**AIM OF THE EXERCISE:** Count the lines in the rows below that contain the string "tarmac", treating uppercase and lowercase as distinct, and give only that number.

**PROVIDED DATA:**
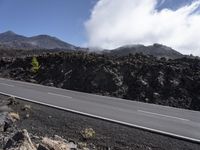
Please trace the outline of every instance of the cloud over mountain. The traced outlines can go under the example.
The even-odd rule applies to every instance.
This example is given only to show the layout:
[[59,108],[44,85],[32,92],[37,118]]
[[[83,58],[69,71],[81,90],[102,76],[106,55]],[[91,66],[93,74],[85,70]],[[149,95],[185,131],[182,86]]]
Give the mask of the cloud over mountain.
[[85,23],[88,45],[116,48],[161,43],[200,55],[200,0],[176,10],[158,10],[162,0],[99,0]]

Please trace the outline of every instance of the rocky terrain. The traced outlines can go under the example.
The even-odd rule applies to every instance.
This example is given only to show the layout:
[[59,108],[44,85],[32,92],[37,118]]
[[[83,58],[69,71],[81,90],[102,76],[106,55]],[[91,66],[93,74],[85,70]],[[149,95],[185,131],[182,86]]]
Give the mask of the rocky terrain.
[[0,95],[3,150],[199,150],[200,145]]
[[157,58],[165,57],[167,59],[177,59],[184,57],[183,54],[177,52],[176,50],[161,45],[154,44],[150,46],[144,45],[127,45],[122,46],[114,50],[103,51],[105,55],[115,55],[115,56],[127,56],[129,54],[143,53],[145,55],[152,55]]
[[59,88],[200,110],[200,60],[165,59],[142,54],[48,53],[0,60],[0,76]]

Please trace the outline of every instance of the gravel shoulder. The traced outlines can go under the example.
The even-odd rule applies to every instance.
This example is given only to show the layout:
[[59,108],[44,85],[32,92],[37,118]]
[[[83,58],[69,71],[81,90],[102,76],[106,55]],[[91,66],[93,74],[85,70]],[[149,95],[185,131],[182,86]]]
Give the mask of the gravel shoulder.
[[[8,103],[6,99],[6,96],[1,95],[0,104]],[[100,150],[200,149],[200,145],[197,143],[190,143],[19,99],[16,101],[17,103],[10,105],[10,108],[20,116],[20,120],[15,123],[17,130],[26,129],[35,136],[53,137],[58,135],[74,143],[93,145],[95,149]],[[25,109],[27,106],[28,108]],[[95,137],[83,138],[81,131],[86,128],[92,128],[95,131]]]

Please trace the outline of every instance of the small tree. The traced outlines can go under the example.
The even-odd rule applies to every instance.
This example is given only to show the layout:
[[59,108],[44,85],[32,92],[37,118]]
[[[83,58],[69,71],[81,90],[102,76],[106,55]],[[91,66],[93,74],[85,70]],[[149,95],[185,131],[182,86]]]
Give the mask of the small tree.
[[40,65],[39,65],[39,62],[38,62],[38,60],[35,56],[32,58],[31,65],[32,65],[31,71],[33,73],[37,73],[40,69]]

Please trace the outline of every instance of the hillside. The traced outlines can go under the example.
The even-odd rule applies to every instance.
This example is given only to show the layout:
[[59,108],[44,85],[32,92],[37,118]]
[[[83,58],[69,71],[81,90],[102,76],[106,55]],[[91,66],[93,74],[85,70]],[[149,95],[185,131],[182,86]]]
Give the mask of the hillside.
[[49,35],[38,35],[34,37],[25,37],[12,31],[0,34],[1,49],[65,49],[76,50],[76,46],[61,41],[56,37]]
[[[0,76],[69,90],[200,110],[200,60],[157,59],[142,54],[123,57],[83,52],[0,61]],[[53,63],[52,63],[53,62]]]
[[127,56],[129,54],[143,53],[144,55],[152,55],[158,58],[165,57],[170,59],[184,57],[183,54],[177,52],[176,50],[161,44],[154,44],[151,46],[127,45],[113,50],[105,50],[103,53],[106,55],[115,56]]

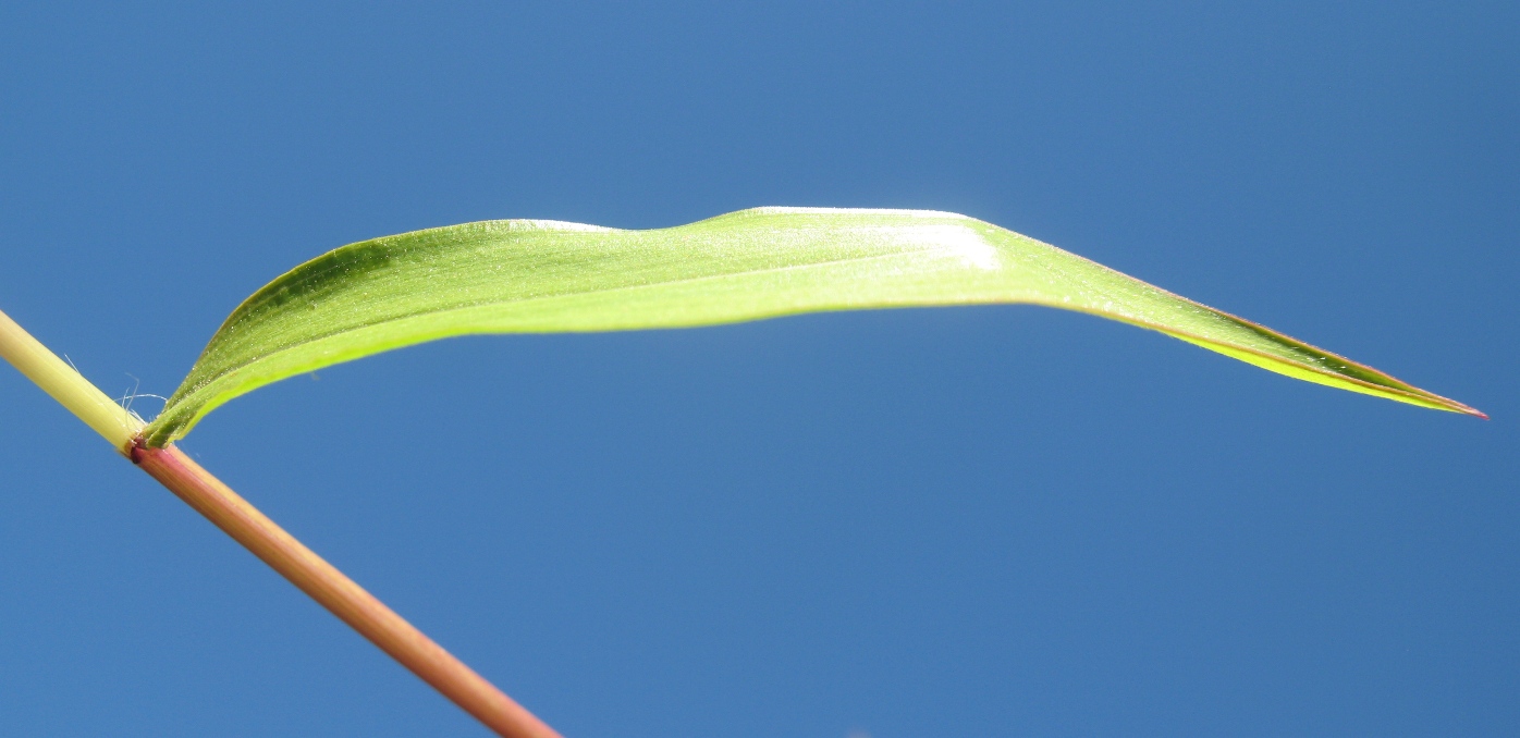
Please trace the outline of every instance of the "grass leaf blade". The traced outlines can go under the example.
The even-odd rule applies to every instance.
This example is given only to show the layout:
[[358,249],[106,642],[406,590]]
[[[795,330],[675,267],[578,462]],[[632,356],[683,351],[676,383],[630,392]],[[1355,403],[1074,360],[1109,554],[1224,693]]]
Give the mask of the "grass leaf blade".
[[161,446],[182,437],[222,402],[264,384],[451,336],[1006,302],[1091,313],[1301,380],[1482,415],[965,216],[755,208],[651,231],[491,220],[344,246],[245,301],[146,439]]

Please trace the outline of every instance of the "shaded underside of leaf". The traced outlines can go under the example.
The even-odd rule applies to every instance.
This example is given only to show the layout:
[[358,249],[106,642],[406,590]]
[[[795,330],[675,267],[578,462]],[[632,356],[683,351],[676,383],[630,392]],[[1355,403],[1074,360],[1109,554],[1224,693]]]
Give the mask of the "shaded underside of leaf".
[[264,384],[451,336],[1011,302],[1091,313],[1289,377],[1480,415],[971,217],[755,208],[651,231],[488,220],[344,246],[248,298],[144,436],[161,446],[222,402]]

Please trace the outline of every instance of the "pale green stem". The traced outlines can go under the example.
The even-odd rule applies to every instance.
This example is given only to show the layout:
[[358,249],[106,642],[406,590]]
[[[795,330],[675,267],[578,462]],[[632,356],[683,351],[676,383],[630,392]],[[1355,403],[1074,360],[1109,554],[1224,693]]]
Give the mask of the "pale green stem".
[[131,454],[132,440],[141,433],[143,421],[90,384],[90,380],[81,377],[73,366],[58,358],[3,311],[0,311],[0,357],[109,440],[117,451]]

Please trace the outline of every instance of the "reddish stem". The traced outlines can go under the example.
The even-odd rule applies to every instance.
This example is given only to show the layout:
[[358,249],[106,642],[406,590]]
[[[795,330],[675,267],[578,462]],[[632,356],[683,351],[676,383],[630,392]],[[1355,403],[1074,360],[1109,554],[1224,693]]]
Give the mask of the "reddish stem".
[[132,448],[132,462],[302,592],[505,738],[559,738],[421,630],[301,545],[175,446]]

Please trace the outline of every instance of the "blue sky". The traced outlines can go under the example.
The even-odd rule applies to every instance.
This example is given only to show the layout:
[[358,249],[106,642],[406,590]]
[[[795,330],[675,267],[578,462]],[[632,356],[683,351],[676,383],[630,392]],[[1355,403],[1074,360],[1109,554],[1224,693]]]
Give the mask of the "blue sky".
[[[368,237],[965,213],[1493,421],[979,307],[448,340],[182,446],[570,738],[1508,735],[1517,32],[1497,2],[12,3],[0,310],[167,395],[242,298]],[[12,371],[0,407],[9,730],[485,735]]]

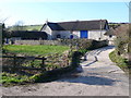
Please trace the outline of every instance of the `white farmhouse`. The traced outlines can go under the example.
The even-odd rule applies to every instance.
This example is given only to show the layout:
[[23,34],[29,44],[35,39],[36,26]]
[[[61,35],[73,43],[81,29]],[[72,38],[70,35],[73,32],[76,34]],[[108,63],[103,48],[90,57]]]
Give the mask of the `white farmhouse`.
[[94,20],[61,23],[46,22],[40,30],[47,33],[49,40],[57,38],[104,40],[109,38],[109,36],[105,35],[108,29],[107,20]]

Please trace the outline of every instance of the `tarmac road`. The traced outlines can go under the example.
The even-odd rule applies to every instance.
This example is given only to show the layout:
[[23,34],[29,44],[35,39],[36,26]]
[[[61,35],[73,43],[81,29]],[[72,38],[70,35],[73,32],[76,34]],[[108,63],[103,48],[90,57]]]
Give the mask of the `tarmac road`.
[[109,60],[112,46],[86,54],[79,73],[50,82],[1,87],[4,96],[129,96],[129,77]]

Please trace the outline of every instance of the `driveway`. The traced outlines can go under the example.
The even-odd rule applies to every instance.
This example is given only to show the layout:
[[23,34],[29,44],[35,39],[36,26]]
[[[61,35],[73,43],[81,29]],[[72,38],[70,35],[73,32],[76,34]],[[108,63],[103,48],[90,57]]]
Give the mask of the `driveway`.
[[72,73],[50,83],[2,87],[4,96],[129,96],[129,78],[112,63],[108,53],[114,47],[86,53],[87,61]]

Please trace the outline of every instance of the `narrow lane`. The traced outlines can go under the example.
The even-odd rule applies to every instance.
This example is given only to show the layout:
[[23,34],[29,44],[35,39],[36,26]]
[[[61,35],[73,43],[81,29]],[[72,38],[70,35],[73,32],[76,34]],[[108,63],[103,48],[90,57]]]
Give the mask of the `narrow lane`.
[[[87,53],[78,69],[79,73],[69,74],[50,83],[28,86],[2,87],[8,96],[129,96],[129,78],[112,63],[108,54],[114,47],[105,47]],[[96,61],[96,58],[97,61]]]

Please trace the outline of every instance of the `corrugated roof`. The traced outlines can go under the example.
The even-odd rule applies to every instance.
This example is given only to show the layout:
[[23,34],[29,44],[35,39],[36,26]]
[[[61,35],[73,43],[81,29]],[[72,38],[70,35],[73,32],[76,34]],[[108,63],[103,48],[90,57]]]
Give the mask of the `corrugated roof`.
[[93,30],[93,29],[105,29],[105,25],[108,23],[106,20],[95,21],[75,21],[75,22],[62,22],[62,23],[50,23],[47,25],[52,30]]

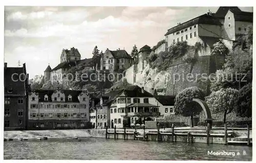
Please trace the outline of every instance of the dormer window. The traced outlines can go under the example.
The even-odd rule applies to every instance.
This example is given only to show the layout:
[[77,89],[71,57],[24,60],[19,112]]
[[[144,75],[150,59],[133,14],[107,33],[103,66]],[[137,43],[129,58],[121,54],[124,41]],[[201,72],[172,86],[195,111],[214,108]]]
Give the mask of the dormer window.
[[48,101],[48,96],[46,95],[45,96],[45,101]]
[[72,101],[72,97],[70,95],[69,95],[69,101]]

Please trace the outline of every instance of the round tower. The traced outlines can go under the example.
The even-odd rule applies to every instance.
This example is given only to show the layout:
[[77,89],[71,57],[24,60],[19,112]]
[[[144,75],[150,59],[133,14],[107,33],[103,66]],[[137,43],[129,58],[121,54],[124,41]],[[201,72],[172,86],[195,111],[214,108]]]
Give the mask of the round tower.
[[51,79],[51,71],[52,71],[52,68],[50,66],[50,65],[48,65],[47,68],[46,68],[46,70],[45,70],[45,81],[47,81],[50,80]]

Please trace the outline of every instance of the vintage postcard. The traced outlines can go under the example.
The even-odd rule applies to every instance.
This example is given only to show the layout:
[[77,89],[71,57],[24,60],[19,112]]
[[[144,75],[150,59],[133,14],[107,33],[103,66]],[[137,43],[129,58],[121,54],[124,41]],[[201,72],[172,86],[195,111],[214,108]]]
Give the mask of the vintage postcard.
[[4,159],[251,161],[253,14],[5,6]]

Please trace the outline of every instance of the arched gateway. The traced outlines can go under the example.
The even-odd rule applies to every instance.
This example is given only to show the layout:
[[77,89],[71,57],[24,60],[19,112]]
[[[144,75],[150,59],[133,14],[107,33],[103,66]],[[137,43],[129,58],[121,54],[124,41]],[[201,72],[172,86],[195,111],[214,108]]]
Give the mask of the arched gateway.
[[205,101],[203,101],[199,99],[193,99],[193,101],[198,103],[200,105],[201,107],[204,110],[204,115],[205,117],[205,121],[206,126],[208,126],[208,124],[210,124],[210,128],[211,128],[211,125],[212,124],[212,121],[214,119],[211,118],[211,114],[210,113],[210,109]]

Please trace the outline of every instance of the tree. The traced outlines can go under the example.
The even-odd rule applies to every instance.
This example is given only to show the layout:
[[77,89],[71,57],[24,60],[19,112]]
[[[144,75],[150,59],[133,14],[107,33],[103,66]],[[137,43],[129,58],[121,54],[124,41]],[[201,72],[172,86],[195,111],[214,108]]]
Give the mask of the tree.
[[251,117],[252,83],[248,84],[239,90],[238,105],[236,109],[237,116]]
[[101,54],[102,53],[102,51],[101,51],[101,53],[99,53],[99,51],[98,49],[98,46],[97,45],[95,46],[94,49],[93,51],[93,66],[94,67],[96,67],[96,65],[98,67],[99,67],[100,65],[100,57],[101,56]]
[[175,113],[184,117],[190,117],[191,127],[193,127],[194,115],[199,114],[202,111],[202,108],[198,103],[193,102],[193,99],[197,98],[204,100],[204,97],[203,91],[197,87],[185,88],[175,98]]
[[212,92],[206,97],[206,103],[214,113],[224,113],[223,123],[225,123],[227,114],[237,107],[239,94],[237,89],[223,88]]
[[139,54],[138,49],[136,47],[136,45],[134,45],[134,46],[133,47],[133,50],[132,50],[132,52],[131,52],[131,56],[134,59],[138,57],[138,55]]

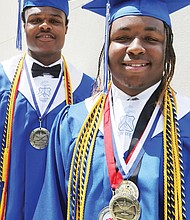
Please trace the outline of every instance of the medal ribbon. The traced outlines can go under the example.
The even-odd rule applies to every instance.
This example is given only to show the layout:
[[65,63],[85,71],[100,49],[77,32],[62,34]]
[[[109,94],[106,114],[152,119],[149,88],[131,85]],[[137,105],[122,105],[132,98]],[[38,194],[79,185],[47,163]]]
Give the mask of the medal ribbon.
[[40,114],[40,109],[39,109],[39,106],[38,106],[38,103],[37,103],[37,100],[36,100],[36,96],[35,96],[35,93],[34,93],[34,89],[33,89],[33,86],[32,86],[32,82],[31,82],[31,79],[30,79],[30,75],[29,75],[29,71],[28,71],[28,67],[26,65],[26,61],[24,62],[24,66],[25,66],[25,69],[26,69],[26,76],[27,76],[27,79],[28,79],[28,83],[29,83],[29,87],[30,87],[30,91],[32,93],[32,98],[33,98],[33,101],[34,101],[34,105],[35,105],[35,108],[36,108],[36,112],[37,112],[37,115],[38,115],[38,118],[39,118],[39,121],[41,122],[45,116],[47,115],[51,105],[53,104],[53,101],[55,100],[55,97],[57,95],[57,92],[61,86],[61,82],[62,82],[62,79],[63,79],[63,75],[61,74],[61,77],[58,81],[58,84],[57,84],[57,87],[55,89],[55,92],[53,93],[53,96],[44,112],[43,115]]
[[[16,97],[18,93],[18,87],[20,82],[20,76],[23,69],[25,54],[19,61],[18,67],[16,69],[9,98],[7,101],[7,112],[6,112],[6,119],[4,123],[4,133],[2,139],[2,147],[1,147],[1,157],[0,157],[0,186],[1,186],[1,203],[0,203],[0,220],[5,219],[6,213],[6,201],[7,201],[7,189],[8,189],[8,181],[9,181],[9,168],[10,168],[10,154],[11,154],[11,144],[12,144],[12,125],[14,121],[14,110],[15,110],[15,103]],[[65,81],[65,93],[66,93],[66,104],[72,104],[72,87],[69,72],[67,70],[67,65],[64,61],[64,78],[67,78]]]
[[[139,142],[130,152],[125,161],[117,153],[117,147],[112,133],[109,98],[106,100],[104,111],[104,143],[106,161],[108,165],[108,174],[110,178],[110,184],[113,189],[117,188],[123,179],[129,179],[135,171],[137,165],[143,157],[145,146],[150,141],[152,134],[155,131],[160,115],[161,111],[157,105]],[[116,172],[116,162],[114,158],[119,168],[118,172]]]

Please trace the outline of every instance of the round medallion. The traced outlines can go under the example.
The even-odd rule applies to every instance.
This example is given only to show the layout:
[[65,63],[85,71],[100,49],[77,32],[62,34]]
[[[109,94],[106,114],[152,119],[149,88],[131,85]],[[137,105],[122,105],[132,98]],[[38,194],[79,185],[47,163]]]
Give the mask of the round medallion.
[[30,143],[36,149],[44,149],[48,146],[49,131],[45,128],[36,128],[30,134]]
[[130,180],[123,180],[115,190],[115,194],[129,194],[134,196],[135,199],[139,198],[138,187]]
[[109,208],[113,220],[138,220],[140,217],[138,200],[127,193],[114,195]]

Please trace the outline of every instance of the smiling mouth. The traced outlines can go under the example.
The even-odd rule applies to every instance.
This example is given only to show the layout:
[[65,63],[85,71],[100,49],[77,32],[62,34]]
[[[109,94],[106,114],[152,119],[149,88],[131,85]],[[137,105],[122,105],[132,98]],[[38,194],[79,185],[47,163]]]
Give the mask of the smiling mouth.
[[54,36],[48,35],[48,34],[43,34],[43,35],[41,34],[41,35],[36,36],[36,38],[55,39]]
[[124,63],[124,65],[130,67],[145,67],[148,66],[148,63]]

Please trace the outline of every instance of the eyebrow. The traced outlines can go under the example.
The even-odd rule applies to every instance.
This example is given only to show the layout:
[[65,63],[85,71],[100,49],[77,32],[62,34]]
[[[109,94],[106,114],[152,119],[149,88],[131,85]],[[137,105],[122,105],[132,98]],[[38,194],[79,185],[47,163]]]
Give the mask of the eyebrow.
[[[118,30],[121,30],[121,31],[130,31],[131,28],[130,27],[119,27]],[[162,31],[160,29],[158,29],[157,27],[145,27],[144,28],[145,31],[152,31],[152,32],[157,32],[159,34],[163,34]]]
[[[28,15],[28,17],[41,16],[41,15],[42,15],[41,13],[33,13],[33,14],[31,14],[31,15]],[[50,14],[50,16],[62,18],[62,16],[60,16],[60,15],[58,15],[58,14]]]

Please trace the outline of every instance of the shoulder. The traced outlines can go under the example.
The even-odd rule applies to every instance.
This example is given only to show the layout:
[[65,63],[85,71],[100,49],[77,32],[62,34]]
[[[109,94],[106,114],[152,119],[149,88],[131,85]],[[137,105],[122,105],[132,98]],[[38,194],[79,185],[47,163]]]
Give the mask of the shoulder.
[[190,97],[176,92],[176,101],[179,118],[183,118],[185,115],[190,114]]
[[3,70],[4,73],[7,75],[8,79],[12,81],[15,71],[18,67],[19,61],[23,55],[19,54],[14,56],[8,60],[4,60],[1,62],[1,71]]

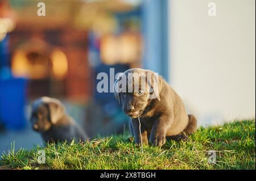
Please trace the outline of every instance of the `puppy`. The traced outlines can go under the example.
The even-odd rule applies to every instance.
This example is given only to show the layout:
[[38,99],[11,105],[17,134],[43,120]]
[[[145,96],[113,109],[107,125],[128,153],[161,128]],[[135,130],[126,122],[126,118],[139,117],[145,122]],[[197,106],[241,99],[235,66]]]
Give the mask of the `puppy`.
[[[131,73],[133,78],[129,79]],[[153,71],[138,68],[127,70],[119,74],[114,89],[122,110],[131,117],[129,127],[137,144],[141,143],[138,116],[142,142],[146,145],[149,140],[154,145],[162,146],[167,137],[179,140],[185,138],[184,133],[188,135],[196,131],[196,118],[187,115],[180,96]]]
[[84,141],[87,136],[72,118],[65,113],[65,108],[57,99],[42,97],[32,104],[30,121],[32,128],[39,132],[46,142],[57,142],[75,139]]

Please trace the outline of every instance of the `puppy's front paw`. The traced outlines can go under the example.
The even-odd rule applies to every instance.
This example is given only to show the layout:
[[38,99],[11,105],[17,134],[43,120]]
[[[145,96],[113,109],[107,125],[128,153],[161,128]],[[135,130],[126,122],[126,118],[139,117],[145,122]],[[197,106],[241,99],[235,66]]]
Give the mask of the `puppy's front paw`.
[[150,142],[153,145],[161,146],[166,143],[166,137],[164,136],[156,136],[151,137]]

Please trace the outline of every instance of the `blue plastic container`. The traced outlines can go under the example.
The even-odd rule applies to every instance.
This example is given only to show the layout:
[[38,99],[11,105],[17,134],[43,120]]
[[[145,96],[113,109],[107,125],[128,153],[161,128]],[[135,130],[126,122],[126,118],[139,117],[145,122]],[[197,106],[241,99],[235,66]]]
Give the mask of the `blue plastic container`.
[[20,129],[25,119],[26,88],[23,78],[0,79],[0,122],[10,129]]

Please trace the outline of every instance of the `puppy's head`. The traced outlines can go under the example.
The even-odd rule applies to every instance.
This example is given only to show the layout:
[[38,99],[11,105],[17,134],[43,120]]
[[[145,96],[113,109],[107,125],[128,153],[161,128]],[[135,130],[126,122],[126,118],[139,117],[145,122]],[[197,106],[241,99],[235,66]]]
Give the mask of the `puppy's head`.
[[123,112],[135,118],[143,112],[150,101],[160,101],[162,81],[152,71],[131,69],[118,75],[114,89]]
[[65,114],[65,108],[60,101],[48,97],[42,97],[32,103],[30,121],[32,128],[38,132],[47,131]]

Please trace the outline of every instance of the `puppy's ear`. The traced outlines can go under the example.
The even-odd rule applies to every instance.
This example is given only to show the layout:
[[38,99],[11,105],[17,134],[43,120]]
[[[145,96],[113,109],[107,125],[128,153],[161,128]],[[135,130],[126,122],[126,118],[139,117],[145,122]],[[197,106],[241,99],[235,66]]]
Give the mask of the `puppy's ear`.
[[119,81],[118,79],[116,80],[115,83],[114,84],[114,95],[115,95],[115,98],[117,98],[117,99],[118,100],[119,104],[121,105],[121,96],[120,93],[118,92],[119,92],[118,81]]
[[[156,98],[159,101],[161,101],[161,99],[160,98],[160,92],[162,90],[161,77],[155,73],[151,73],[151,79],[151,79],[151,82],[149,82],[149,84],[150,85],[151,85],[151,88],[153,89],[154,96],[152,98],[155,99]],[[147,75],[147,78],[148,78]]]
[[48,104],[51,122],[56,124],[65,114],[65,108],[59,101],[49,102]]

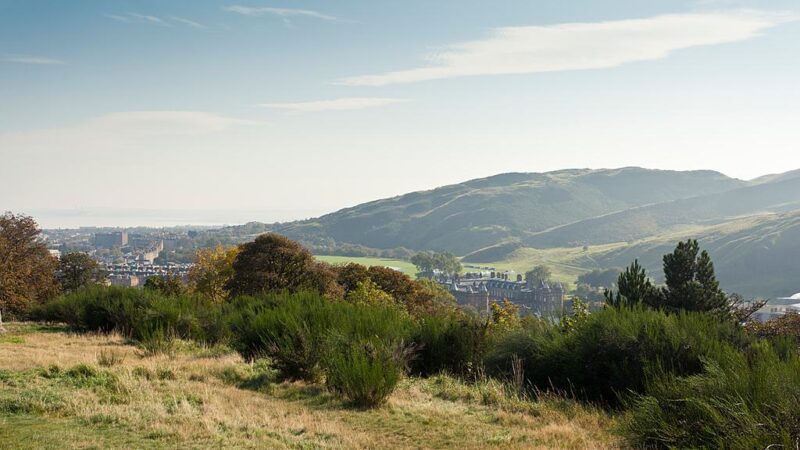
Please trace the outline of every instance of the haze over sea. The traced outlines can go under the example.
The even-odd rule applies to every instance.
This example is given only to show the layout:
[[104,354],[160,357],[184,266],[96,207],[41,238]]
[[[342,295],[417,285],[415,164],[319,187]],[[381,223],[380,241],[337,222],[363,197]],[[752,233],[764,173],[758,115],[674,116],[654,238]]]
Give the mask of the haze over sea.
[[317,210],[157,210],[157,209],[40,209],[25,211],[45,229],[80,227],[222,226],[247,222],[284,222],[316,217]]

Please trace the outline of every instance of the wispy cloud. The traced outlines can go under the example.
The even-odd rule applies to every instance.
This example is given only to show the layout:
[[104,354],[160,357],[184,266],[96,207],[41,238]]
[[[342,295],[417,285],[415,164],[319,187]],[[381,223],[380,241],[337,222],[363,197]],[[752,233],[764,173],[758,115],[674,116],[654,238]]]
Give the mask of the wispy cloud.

**COMPLETE ANSWER:** 2